Extrait du texte —
'''
Dossier Rencontres anuelles

Table ronde – L’insécurité dans les quartiers urbains (1/4)

Par Michel Bourgat, Pierre Cardo, Jean-Pierre Sueur

Table ronde donnée au cours de la session 2002 des Semaines Sociales de France, »La violence, Comment vivre ensemble ? »

MICHEL BOURGAT, médecin, adjoint au maire de Marseille,

PIERRE CARDO, député-maire de Chanteloup-les-Vignes,

JEAN-PIERRE SUEUR, sénateur, ancien maire d’Orléans.

Introduction

Je me présente à vous avec plusieurs expériences : celle d’un Président d’une fédération de victimes de la délinquance juvénile, celle d’un médecin de quartiers difficiles, d’hôpital psychiatrique, et qui connaît les exclus, celle d’un moniteur de sports considérés comme violents ( les boxes pieds-poings ), celle d’un chercheur autodidacte, auteur de textes et livres de vulgarisation, celle, enfin, d’un adjoint au Maire, en charge de la prévention de la délinquance et de la citoyenneté de la jeunesse de la deuxième ville de France : Marseille.

I. Enjeux et réalités

Vous connaissez l’enjeu et les chiffres de la délinquance juvénile. Il en est d’autres, moins inquiétants, qu’il convient de rappeler :

* 95 % des enfants et adolescents normaux ont tenté, une fois au moins, une transgression de règle ou de loi républicaine.

* 70 % des  » primo délinquants  » qualifiés ne reviennent jamais devant la Justice, atteint d’une guérison  » spontanée  » imputable surtout à la nature humaine.

* Les 30 % de récidivistes, et surtout les 18 % de multirécidivistes, vont alors déclencher plus de 55 % des procédures des tribunaux d’enfants.

Ces « transgresseurs persistants » génèrent une réalité d’insécurité, amalgamant dans le sentiment d’insécurité d’autres jeunes non coupables. Le CNRS chiffre à 4000 environ ces  » prédateurs violents « . 65 % des jeunes majeurs incarcérés ont eu affaire aux tribunaux d’enfants.

II. Personnalités délinquantes et milieux favorisants

Le profil de ces jeunes sombrant dans la violence et la transgression réitérée est connu : on constate un égocentrisme majeur avec hypertrophie du Moi, une absence d’affectivité et un Surmoi déstructuré, qui désinhibe la satisfaction des besoins immédiats, une instabilité d’humeur maximale, induisant des passages rapides et imprévisibles à l’acte délictuel, et enfin un environnement familial particulier, avec père  » absent  » et mère protectrice et laxiste.

Pendant longtemps, les filles furent très minoritaires, elles rattrapent les garçons. Par ailleurs, la délinquance juvénile, d’abord urbaine, se déplace vers les campagnes. Les repères traditionnels s’estompent, l’exclusion scolaire étant un facteur aggravant.

Le milieu criminogène (subi ou choisi), est décrit comme une culture souterraine de violence, dont les caractéristiques sont établies : absence des  » valeurs guides  » que sont le travail, l’amour, le respect, la famille et la solidarité ; individualisme forcené érigé en méthode ; matérialisme exacerbé, en corollaire ; modélisation de la fraude, de la tricherie et de la violence ; accès, faussement justifié, à la prospérité comme but suprême ; conditions économiques ou morales mettant les plus faibles en survie. Ces sous-cultures ne se développent pas seulement dans la précarité et la pauvreté, et le dopage sportif est une illustration, peu citée, d’une sous-culture  » riche « .
'''
Entrées d'un jeu de données de pointage —
'''
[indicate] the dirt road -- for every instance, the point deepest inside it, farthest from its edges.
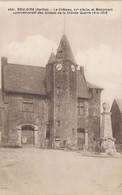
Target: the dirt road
(31, 171)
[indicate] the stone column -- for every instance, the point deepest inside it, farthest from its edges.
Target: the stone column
(19, 142)
(36, 138)
(106, 136)
(86, 139)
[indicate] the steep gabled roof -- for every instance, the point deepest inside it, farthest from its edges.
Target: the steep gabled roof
(24, 79)
(65, 48)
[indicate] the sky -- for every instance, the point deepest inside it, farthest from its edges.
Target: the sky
(96, 40)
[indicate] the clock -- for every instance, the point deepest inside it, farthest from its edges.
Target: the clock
(73, 68)
(58, 67)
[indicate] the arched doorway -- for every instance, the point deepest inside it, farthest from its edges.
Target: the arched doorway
(27, 138)
(81, 138)
(27, 135)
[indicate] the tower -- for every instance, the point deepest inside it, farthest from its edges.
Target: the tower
(62, 71)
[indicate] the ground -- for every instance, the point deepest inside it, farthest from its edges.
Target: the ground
(32, 171)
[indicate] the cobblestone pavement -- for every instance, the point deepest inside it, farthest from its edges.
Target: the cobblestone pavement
(32, 171)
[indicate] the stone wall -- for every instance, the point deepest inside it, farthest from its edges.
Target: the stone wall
(94, 115)
(21, 109)
(65, 105)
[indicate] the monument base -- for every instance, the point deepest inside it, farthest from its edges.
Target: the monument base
(108, 146)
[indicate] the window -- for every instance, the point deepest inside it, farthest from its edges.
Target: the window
(80, 108)
(48, 128)
(28, 106)
(59, 90)
(58, 124)
(58, 108)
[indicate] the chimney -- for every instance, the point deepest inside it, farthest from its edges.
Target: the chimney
(82, 69)
(4, 61)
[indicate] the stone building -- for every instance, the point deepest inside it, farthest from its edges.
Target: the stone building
(116, 118)
(49, 107)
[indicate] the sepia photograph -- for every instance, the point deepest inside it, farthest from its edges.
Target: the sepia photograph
(60, 97)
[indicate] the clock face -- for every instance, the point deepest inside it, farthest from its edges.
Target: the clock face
(73, 68)
(58, 67)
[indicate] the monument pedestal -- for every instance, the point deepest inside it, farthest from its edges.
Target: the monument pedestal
(107, 142)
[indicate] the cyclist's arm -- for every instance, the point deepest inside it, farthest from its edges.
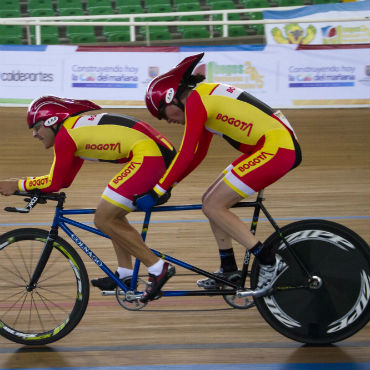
'''
À faire —
(A) Recopiez fidèlement le passage du texte sur l'insécurité dans les quartiers urbains qui va de « II. Personnalités délinquantes » jusqu'à « un facteur aggravant. » inclus.
(B) D'après le texte sur l'insécurité dans les quartiers urbains, à combien le CNRS chiffre-t-il les « prédateurs violents » ?
(C) Prolongez le texte sur l'insécurité dans les quartiers urbains au-delà de sa dernière phrase.

Réponses attendues —
(A)
II. Personnalités délinquantes et milieux favorisants

Le profil de ces jeunes sombrant dans la violence et la transgression réitérée est connu : on constate un égocentrisme majeur avec hypertrophie du Moi, une absence d’affectivité et un Surmoi déstructuré, qui désinhibe la satisfaction des besoins immédiats, une instabilité d’humeur maximale, induisant des passages rapides et imprévisibles à l’acte délictuel, et enfin un environnement familial particulier, avec père  » absent  » et mère protectrice et laxiste.

Pendant longtemps, les filles furent très minoritaires, elles rattrapent les garçons. Par ailleurs, la délinquance juvénile, d’abord urbaine, se déplace vers les campagnes. Les repères traditionnels s’estompent, l’exclusion scolaire étant un facteur aggravant.

(B) À environ 4000.

(C)
Par ailleurs, les médias véhiculent une violence esthétisée, sans conséquences réelles et visibles, où le bien et le mal ne sont plus clairement indiqués, où les victimes sont systématiquement occultées et  » aseptisées « . Dans ce domaine les jeux vidéos restent un modèle du genre.

Enfin, les flux migratoires des mineurs étrangers apportent aussi des particularités géographiques et ethniques et les différentes typologies de délinquances en sont nettement modifiées.

Ces sous-cultures sont le terreau des économies parallèles et de l’argent sale qui en découle.

III. Les régulateurs sociaux et leurs évolutions

Toute communauté démocratique est contrôlée par deux systèmes :

* Les lois et les peines, votées par les élus, et devant être respectées par tous.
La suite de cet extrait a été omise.